→ **Problem requirements**
Reproduce the material exactly, omitting nothing.

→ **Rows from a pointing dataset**
_ _ _

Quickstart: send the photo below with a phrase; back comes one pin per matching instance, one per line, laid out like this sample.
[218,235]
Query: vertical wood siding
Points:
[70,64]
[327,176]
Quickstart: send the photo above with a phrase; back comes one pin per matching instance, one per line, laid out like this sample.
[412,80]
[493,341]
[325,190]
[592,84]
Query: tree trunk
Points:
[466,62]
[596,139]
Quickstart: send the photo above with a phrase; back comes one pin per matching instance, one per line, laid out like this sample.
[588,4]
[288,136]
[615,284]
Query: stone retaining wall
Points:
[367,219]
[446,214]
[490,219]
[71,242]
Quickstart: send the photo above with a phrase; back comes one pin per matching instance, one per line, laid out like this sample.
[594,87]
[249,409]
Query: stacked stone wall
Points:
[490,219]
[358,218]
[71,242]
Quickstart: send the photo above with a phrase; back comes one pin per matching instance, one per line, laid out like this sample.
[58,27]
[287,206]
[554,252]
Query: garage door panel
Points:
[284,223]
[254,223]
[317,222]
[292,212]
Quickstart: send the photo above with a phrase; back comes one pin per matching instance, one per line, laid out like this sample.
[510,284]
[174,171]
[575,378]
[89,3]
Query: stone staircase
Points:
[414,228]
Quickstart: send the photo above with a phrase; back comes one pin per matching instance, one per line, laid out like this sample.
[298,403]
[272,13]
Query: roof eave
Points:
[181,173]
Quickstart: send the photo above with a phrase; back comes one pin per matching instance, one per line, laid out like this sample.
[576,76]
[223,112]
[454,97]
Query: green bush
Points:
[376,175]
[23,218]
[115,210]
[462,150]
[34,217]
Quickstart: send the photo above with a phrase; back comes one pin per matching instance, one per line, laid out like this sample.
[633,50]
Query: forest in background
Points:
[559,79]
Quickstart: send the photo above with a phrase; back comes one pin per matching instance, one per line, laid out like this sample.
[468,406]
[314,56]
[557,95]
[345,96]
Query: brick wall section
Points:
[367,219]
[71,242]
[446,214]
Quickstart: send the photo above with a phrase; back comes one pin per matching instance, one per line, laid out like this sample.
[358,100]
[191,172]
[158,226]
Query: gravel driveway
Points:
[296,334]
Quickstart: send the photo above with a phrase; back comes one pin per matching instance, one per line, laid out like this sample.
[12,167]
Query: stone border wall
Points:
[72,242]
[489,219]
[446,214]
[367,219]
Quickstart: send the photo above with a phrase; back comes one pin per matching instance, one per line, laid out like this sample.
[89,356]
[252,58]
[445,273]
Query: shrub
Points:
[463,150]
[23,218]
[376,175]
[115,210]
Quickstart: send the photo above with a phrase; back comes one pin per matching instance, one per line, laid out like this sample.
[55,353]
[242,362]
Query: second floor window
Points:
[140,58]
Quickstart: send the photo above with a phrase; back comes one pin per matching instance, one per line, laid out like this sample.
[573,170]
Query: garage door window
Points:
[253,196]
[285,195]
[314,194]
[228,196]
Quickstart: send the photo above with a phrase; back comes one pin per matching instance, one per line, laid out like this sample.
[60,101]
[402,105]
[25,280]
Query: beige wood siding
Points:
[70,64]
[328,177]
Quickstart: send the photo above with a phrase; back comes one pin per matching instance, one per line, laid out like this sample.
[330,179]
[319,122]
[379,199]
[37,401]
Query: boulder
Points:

_ _ _

→ **Reply**
Quickstart: send the photo below with a phrase; back comes one pin per matching instance, one per line, laid out like this sample.
[218,235]
Query: vertical wood siding
Points:
[70,64]
[327,176]
Quickstart: send the photo above with a phrase; back comes one pin per matching instance, one per line, laid out like this sample.
[412,80]
[493,341]
[325,190]
[592,84]
Query: tree trunk
Points:
[466,62]
[596,139]
Quickstart: send the photo above with a phrase; back comes one pin per matching instance, one per line, laid out like this sample.
[588,4]
[288,136]
[615,284]
Query: stone retaining wall
Points:
[367,219]
[446,214]
[490,219]
[71,242]
Quickstart: send the photo above with a phrase; back comes one pin per matching instance, one per line, laid out like this sample.
[594,87]
[249,409]
Query: stacked stone wall
Points:
[490,219]
[358,218]
[71,242]
Quickstart: send the photo above with a phrase; back comes one pin per matching instance, one per line, laid out like this sample.
[58,27]
[287,206]
[554,252]
Query: garage door panel
Points:
[284,223]
[254,223]
[317,222]
[292,212]
Quickstart: send the photo above with a phrase; back comes one pin per matching instance, one per line, laid out like this sample.
[510,284]
[174,171]
[575,378]
[89,3]
Query: stone staircase
Points:
[414,228]
Quickstart: send the photo above with a phrase; back comes one pin per matching instance, one per line, laid out like this sample.
[298,403]
[272,13]
Query: roof eave
Points:
[181,173]
Quickstart: send the photo above with a phrase; back comes one pin per matching instance, one per line, laid out like this sample.
[576,76]
[223,112]
[454,97]
Query: green bush
Points:
[376,175]
[23,218]
[115,210]
[462,150]
[34,217]
Quickstart: send the photo above with a phrase; back comes one pin per matching instance, one per line, laid out like this sample.
[633,50]
Query: forest in background
Points:
[559,79]
Quickstart: send the photo above with a phrase; back comes one pin per matching instance, one per line, laid out like this sample.
[468,406]
[314,56]
[557,95]
[345,96]
Query: brick wall section
Points:
[367,219]
[71,242]
[446,214]
Quickstart: send the photo above with a phrase; back comes one pin per matching instance, one per line, laid out like this sample.
[358,100]
[191,172]
[158,226]
Query: gravel driveway
Points:
[296,334]
Quickstart: send the photo above with a phrase; back comes one pin per matching instance, one per line, laid out like this sample.
[12,167]
Query: stone border wall
Points:
[72,242]
[489,219]
[446,214]
[367,219]
Quickstart: send the photo above with a phrase; back comes one pin per matching instance, one per line, laid out like this sample.
[89,356]
[252,58]
[445,273]
Query: shrub
Points:
[463,150]
[23,218]
[376,175]
[115,210]
Quickstart: send the photo above with a phrase; back comes one pin per matching instance, one per line, laid out like this sample.
[55,353]
[242,362]
Query: second floor window
Points:
[140,58]
Quickstart: send the photo above with a phrase; back comes one pin per matching instance, one per line, laid out like this sample.
[573,170]
Query: garage door window
Points:
[253,196]
[285,195]
[314,194]
[228,196]
Quickstart: send the photo above with a phrase; back comes one pin per matching instance, one per line, laid out like this sample.
[60,101]
[402,105]
[25,280]
Query: beige wood siding
Points:
[70,64]
[328,177]
Quickstart: send the photo above with a phrase; back comes one pin per matching instance, one per line, laid out like this sample.
[330,179]
[319,122]
[379,199]
[37,401]
Query: boulder
Points:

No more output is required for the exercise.